Task requirements ->
Return each line in the items below that contains the string "point". Case counts.

Data for this task ->
────────────────────────────────────────

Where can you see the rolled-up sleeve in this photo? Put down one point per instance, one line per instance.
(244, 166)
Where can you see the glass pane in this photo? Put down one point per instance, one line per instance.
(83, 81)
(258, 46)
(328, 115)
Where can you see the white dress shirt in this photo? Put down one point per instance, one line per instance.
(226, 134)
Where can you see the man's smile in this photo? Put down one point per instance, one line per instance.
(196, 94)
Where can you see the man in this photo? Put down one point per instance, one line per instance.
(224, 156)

────────────────────────────────────────

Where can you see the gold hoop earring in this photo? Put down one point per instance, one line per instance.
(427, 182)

────────────────────────────────────────

Output for this exercise ->
Where can you see the rolled-up sleeve in this photo? Put down one point per instance, one line per instance.
Where can you see the glass pane in this photo? Put down one point per instance, one line per instance.
Where can you see the white dress shirt in this photo? Put down one point per instance, one line per instance.
Where can you see the man's smile in this photo? Put down one point per instance, one line per instance.
Where can you see the man in this photo? Put down one point per instance, one line per instance.
Where can you see the gold hoop earring in this photo? Put down one point per instance, one line per instance.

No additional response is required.